Given passage
------------
Patchwork PCI: Stop sriov before remove PF

login
register
mail settings
Submitter Yinghai Lu
Date July 19, 2013, 7:14 p.m.
Message ID <1374261258-23036-3-git-send-email-yinghai@kernel.org>
Download mbox | patch
Permalink /patch/260336/
State Not Applicable
Headers show

Comments

Yinghai Lu - July 19, 2013, 7:14 p.m.
After commit dc087f2f6a2925e81831f3016b9cbb6e470e7423
(PCI: Simplify IOV implementation and fix reference count races)
VF need to be removed via virtfn_remove to make sure ref to PF
is put back.

Some driver (like ixgbe) does not call pci_disable_sriov() if
sriov is enabled via /sys/.../sriov_numvfs setting.
ixgbe does allow driver for PF get detached, but still have VFs
around.

But how about PF get removed via /sys or pciehp?

During hot-remove, VF will still hold one ref to PF and it
prevent PF to be removed.
That make the next hot-add fails, as old PF dev struct is still around.

We need to add pci_disable_sriov() calling during pci dev removing.

Need this one for v3.11

Signed-off-by: Yinghai Lu <yinghai@kernel.org>
Cc: Jiang Liu <liuj97@gmail.com>
Cc: Alexander Duyck <alexander.h.duyck@intel.com>
Cc: Donald Dutile <ddutile@redhat.com>
Cc: Greg Rose <gregory.v.rose@intel.com>

---
 drivers/pci/remove.c |    3 +++
 1 file changed, 3 insertions(+)

--
To unsubscribe from this list: send the line "unsubscribe linux-pci" in
the body of a message to majordomo@vger.kernel.org
More majordomo info at  http://vger.kernel.org/majordomo-info.html
Alexander Duyck - July 19, 2013, 9:46 p.m.
On 07/19/2013 12:14 PM, Yinghai Lu wrote:
> After commit dc087f2f6a2925e81831f3016b9cbb6e470e7423
> (PCI: Simplify IOV implementation and fix reference count races)
> VF need to be removed via virtfn_remove to make sure ref to PF
> is put back.
> 
> Some driver (like ixgbe) does not call pci_disable_sriov() if
> sriov is enabled via /sys/.../sriov_numvfs setting.
> ixgbe does allow driver for PF get detached, but still have VFs
> around.
> 
> But how about PF get removed via /sys or pciehp?
> 
> During hot-remove, VF will still hold one ref to PF and it
> prevent PF to be removed.
> That make the next hot-add fails, as old PF dev struct is still around.
> 
> We need to add pci_disable_sriov() calling during pci dev removing.
------------
Records shown
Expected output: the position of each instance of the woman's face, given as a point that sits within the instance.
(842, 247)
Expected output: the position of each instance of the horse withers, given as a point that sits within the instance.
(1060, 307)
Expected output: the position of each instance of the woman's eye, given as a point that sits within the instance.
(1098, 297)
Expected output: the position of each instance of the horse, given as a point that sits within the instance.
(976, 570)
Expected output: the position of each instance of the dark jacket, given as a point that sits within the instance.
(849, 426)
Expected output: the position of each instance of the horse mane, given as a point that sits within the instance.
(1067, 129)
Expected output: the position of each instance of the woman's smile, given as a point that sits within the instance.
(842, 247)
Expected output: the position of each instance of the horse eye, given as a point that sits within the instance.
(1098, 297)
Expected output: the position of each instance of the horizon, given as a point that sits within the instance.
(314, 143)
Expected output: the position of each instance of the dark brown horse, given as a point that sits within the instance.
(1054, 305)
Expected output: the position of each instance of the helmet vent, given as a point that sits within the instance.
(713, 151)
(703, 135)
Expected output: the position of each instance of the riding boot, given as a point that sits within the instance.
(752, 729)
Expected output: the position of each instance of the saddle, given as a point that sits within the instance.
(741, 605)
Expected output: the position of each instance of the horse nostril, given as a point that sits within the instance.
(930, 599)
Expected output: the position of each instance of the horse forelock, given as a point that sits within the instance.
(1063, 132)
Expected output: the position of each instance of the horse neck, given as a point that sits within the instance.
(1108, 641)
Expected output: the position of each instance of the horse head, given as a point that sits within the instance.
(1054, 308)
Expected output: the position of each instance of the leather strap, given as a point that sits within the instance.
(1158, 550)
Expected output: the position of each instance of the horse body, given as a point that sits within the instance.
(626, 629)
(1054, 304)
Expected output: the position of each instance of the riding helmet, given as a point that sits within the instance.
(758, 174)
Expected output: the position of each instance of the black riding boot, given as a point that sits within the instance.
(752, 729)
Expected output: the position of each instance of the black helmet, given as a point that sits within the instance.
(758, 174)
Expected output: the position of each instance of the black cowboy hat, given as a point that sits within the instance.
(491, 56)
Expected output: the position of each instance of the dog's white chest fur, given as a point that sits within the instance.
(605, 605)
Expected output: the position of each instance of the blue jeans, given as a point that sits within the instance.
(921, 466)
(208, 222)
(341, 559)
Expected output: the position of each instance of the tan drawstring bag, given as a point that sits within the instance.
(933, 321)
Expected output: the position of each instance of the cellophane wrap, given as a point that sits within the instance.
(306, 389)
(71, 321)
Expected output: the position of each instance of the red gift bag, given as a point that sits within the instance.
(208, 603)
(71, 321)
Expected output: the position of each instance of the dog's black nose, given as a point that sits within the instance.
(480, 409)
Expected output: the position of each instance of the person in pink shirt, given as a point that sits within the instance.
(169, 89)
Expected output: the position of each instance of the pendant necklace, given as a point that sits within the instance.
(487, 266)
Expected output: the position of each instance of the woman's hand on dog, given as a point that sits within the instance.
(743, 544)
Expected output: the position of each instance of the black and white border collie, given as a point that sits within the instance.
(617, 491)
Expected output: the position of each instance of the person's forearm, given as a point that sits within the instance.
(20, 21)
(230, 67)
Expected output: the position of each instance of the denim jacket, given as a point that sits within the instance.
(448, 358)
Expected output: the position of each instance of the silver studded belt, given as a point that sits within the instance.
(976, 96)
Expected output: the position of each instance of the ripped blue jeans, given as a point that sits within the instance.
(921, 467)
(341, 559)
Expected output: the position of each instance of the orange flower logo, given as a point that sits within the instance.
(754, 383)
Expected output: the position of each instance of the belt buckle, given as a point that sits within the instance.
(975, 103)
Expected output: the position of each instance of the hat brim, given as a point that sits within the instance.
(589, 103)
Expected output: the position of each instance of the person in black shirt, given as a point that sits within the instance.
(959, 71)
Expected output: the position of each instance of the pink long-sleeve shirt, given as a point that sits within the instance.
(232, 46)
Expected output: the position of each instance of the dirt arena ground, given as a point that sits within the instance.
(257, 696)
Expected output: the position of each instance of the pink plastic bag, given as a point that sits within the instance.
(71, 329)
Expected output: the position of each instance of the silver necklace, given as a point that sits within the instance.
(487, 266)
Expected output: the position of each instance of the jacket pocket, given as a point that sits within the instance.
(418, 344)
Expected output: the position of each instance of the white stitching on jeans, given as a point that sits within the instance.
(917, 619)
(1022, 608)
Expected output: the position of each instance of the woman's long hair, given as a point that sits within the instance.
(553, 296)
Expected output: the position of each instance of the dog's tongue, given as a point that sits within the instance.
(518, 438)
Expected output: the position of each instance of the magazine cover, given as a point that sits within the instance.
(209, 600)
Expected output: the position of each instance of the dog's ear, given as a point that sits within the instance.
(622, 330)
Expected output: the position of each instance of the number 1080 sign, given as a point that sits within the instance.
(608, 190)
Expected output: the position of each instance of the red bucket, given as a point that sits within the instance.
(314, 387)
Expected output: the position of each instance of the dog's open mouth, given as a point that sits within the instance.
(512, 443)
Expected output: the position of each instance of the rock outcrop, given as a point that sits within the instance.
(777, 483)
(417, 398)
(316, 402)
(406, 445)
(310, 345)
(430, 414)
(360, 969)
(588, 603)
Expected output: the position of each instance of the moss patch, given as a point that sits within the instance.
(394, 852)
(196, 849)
------------
Your task
Resume the PCI SR-IOV removal patch thread from its last line. The data comes from a separate source and has nothing to do with the PCI patch thread.

Response
> 
> Need this one for v3.11
> 
> Signed-off-by: Yinghai Lu <yinghai@kernel.org>
> Cc: Jiang Liu <liuj97@gmail.com>
> Cc: Alexander Duyck <alexander.h.duyck@intel.com>
> Cc: Donald Dutile <ddutile@redhat.com>
> Cc: Greg Rose <gregory.v.rose@intel.com>
> 
> ---
>  drivers/pci/remove.c |    3 +++
>  1 file changed, 3 insertions(+)
> 
> Index: linux-2.6/drivers/pci/remove.c
> ===================================================================
> --- linux-2.6.orig/drivers/pci/remove.c
> +++ linux-2.6/drivers/pci/remove.c
> @@ -34,6 +34,9 @@ static void pci_stop_dev(struct pci_dev
>  
>  static void pci_destroy_dev(struct pci_dev *dev)
>  {
> +	/* remove VF, if PF driver skip that */
> +	pci_disable_sriov(dev);
> +
>  	down_write(&pci_bus_sem);
>  	list_del(&dev->bus_list);
>  	up_write(&pci_bus_sem);
> 

How are you able to hot-remove the PF if the VFs are still holding
references to it?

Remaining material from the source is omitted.